Task directions:
Return the records below exactly, leaving nothing out.

[[ Task inputs, beginning ]]

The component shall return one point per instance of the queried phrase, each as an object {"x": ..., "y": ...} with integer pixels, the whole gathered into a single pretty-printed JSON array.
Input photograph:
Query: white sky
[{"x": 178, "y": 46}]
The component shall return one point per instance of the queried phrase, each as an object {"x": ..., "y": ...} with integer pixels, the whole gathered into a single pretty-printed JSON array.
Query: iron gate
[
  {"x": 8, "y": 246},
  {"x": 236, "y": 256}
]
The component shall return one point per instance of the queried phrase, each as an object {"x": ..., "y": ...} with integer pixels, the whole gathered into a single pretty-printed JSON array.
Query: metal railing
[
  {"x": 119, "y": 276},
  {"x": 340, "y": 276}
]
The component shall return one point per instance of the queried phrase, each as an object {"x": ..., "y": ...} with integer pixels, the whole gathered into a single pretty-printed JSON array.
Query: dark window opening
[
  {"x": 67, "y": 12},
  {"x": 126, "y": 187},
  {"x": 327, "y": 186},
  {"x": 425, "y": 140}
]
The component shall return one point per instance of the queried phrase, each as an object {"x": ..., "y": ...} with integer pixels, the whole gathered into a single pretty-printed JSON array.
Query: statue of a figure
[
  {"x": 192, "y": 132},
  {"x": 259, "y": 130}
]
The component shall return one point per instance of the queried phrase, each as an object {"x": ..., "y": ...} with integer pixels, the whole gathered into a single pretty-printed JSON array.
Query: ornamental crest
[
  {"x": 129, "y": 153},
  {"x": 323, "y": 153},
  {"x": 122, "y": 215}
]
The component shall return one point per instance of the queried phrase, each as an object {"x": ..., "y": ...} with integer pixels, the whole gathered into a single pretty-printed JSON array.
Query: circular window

[[ Task inputs, end ]]

Task response:
The component shall return one point per instance of the queried phrase, each as an object {"x": ..., "y": ...} with integer pixels, the whole gathered into a single pretty-printed JSON array.
Input photograph:
Query: white sky
[{"x": 178, "y": 46}]
The component shall return one point per instance of the queried phrase, each as an object {"x": ..., "y": ...} with integer pixels, the whole gathered into a single pretty-printed JSON array.
Query: iron gate
[
  {"x": 8, "y": 246},
  {"x": 236, "y": 256}
]
The component shall return one point per instance of the queried phrase, each as an object {"x": ..., "y": ...} with integer pixels, the whole gathered into a single pretty-printed JSON array.
Query: metal railing
[
  {"x": 119, "y": 276},
  {"x": 340, "y": 276}
]
The component shall return one point per instance of the queried phrase, each as an object {"x": ..., "y": ...} with integer pixels, the whole gathered into a single pretty-printed JSON array.
Query: dark window opening
[
  {"x": 67, "y": 12},
  {"x": 126, "y": 187},
  {"x": 327, "y": 186},
  {"x": 425, "y": 140}
]
The component shall return one point per instance of the queried phrase, each as an object {"x": ..., "y": ...} with integer pixels, the whole gathered into a single pretty-printed JSON array.
Query: statue of a figure
[
  {"x": 192, "y": 132},
  {"x": 259, "y": 130}
]
The component shall return one point per instance of the queried phrase, each as an object {"x": ..., "y": ...} with integer pixels, the whole gathered into a single pretty-printed JSON array.
Query: ornamental crest
[
  {"x": 129, "y": 153},
  {"x": 323, "y": 153},
  {"x": 122, "y": 215}
]
The component shall return one point per instance of the queried phrase, each as an object {"x": ..., "y": ...} with integer pixels, the whole gathered into a single pretty-printed JSON array.
Query: circular window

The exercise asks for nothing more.